- [Exercise brief] Below are entries to return in full. Keep each one exact.

———

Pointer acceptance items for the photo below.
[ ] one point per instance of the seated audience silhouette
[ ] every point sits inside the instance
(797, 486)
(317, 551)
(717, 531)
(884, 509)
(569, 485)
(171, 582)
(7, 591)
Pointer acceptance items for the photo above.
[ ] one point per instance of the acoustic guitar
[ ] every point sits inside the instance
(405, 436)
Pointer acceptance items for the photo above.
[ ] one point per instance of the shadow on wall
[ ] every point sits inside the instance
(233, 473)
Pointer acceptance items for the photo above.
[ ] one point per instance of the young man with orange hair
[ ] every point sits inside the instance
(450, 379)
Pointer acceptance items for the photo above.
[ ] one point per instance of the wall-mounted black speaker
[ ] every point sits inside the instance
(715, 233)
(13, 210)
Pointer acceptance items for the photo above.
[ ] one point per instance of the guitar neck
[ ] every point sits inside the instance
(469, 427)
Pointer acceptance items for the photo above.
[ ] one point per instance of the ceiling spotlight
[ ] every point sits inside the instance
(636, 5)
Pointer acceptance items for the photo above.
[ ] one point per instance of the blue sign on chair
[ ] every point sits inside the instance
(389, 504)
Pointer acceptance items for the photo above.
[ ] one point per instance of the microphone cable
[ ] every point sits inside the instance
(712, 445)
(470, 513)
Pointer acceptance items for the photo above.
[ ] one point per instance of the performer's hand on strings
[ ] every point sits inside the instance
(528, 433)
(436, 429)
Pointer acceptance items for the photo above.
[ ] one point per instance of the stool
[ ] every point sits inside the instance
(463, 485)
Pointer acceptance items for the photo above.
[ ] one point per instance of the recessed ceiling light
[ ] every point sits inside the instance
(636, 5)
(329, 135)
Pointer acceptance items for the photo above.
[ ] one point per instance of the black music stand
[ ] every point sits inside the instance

———

- [Response area]
Pointer acceptance items for the photo below.
[ ] one point per instance of the seated audience silhouette
[ ] every point sits inside the instance
(797, 486)
(317, 551)
(717, 531)
(884, 509)
(569, 485)
(171, 582)
(7, 591)
Pointer acceptance items for the photo above.
[ ] one point per instance of the acoustic guitar
[ ] every point sits inside the instance
(405, 436)
Pointer acceptance items for the photo above.
[ ] one point per instance of the shadow on wall
[ ] every point sits inside the instance
(233, 473)
Pointer acceptance items for the photo above.
[ ] one point per instance of the young man with orange hair
[ ] every point sits inside the instance
(450, 379)
Pointer acceptance items for the photo above.
[ ] one point per instance of the wall-mounted black speaker
[ ] every point sits inside the instance
(715, 233)
(13, 210)
Pointer acceptance items for the photo above.
[ ] one point per instance of the guitar neck
[ ] every point sits inside the instance
(469, 427)
Pointer acceptance items for the photo above.
[ ] one point per instance of the ceiling spotlight
[ ] every point sits inside the instance
(636, 5)
Pointer acceptance items for the photo above.
[ ] one point per instance of the blue sign on chair
[ ] every point sits inside the instance
(389, 504)
Pointer acceptance items for the photo above.
[ ] one point per instance of the microphone cable
[ ] every point sits inside the instance
(712, 445)
(470, 513)
Pointer acceptance items for the photo above.
[ ] one point per instance of the performer's hand on strings
[ ] every point sits inside the instance
(528, 433)
(436, 429)
Pointer acceptance items for the photo above.
[ ] one point per instance of the stool
[ ] every point sits inside the instance
(463, 485)
Pointer acceptance items for the photo above.
[ ] one point per instance of the recessed ceiling light
[ ] every point sits inside the instance
(636, 5)
(329, 135)
Pointer acceptance items for the photo above.
[ ] one point per instance of the black music stand
[ ] every point sits inside the instance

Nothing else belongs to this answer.